## Description of the task
Of the records that follow, copy only the lines from the line containing "spot yellow shirt | bbox" to the line containing "spot white ceiling panel | bbox", both included, exactly as written.

## Provided data
● ● ● ● ●
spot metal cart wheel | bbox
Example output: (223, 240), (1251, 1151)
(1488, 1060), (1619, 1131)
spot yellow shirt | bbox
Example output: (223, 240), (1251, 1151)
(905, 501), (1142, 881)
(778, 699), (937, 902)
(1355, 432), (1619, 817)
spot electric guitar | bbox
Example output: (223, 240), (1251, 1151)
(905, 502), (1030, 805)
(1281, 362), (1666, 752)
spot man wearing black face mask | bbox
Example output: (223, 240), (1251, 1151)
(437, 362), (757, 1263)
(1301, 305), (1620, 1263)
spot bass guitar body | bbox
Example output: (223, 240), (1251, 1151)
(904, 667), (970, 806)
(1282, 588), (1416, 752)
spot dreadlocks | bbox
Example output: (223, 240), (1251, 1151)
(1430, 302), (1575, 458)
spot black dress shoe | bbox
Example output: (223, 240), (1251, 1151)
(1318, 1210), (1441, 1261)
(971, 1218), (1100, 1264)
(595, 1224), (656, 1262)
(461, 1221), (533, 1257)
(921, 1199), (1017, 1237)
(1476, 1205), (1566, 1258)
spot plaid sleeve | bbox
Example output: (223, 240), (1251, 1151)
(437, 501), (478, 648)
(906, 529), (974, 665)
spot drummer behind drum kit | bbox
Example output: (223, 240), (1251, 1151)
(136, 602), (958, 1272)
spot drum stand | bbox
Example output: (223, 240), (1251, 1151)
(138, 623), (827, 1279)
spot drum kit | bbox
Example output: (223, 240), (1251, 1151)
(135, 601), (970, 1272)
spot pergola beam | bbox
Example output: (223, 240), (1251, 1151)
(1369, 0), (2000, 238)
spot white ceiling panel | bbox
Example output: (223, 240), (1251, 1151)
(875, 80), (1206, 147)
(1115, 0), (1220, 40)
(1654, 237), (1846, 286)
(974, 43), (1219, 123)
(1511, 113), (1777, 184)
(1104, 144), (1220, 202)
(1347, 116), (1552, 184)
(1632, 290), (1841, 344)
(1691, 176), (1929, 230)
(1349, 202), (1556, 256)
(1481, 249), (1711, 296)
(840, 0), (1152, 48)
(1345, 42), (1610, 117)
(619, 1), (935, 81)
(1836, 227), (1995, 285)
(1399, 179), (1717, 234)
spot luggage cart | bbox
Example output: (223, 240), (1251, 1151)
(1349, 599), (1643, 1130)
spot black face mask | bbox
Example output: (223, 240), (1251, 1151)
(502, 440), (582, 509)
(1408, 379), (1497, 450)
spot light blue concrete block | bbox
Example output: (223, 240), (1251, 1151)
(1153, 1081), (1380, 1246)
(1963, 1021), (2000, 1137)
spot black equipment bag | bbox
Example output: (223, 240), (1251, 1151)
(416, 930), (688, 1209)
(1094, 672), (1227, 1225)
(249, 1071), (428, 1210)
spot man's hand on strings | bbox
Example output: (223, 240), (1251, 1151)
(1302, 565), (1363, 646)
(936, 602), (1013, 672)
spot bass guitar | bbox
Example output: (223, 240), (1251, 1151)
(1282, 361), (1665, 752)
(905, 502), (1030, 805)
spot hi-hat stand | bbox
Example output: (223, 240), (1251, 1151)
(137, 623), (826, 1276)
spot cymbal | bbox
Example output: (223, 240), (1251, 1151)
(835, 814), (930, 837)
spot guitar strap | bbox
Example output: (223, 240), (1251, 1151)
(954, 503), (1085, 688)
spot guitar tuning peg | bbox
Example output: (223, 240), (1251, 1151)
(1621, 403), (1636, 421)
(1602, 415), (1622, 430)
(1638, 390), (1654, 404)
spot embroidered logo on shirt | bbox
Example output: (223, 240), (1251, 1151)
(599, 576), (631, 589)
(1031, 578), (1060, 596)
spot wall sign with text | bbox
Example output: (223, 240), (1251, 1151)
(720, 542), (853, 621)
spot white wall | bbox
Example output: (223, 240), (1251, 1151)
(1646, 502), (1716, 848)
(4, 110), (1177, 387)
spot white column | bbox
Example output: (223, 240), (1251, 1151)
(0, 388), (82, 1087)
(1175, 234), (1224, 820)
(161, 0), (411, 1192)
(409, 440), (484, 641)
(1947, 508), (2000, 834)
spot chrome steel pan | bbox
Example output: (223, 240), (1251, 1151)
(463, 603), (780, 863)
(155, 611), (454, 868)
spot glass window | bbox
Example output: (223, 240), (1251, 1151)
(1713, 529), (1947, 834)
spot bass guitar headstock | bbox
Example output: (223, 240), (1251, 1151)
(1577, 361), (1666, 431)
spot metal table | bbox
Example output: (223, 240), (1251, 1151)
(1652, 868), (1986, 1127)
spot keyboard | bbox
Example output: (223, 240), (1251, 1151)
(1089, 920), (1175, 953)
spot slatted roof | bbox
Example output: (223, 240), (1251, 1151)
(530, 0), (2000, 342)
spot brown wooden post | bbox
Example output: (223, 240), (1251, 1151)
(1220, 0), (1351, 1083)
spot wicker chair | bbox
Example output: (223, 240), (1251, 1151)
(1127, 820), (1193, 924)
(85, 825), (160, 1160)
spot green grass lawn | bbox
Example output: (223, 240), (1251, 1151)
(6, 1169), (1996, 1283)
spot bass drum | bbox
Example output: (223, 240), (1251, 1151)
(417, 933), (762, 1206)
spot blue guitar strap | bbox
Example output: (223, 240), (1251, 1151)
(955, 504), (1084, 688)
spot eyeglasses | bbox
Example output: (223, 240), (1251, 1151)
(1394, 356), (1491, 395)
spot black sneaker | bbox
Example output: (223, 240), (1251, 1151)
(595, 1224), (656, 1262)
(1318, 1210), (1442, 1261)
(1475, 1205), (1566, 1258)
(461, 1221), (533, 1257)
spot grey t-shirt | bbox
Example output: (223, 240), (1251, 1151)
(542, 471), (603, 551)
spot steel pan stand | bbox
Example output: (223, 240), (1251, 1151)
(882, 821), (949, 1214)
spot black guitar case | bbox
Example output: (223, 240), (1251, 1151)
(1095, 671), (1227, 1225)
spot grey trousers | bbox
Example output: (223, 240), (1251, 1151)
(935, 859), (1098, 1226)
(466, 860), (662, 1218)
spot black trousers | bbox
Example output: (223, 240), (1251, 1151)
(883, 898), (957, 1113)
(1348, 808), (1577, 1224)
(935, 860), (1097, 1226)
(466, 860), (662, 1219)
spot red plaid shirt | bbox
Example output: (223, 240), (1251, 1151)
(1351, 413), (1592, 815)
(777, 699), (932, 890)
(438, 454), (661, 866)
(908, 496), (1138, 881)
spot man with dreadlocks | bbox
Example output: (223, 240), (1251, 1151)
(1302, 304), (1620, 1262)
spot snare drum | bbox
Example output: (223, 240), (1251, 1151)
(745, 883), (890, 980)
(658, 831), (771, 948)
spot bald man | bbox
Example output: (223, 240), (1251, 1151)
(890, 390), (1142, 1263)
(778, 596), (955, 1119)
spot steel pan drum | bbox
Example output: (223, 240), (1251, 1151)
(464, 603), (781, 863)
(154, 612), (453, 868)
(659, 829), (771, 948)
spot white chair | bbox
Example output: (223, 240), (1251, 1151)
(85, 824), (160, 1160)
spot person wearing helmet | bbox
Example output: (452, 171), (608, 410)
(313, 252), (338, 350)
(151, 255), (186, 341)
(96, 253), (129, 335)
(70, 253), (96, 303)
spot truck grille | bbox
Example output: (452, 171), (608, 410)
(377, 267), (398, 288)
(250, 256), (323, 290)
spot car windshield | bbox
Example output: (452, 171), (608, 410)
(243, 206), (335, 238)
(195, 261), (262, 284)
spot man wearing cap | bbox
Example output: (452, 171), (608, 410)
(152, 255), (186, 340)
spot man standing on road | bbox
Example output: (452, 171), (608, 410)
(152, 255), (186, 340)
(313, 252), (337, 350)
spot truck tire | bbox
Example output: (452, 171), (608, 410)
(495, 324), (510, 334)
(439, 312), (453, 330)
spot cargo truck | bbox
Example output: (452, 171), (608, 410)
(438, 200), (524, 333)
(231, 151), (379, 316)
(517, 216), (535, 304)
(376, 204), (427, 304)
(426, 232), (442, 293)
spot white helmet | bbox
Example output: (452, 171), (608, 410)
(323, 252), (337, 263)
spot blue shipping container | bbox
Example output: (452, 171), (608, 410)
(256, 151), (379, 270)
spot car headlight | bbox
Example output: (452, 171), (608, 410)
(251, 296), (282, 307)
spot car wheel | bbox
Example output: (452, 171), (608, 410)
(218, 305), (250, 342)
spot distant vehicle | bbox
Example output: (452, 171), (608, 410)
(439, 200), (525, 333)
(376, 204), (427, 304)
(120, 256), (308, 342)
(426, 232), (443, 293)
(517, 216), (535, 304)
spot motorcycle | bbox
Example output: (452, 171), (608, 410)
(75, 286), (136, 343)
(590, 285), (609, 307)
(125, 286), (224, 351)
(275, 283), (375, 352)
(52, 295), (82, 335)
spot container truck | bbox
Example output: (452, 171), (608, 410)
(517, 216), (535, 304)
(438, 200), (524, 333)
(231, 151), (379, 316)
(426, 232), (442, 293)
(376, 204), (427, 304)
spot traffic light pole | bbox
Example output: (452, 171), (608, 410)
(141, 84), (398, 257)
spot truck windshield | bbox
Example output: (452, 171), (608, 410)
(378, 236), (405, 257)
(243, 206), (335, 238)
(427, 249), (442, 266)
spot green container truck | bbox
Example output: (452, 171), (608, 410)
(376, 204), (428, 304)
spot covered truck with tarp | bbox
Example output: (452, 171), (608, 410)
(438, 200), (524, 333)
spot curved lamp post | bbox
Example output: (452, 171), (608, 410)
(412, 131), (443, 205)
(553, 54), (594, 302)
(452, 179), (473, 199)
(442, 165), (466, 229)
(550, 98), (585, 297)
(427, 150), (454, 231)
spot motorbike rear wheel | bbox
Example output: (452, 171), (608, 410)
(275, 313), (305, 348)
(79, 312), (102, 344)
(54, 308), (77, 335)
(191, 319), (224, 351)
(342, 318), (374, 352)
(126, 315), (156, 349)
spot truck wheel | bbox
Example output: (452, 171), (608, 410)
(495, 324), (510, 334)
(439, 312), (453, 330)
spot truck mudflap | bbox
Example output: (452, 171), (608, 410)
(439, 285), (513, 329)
● ● ● ● ●
## Your response
spot yellow shirt | bbox
Example output: (223, 240), (1251, 1151)
(905, 501), (1142, 881)
(778, 699), (937, 902)
(1355, 432), (1619, 817)
spot electric guitar | bbox
Example output: (223, 240), (1251, 1151)
(905, 502), (1030, 805)
(1281, 362), (1666, 752)
spot man wearing black face mask | bbox
Example output: (223, 240), (1251, 1151)
(437, 362), (757, 1263)
(1301, 305), (1620, 1263)
spot bass guitar body | bbox
Example output: (223, 240), (1251, 1151)
(904, 667), (970, 806)
(1282, 588), (1416, 752)
spot dreadlocks | bbox
Example output: (223, 240), (1251, 1151)
(1430, 302), (1575, 458)
spot black dress shoe | bbox
Example output: (223, 240), (1251, 1151)
(1318, 1210), (1441, 1261)
(971, 1218), (1100, 1264)
(595, 1224), (656, 1262)
(461, 1221), (533, 1257)
(921, 1199), (1017, 1237)
(1476, 1205), (1566, 1258)
spot plaid sleeve | bbox
Example output: (223, 240), (1251, 1151)
(437, 501), (478, 648)
(906, 529), (974, 665)
spot drummer behind drum kit | bbox
Example output: (223, 240), (1251, 1151)
(136, 602), (958, 1272)
spot drum stand | bbox
Example output: (223, 240), (1251, 1151)
(138, 623), (827, 1279)
spot drum kit | bbox
Example output: (223, 240), (1251, 1151)
(135, 601), (970, 1272)
spot pergola beam | bbox
Example output: (223, 240), (1251, 1151)
(1369, 0), (2000, 238)
spot white ceiling panel | bbox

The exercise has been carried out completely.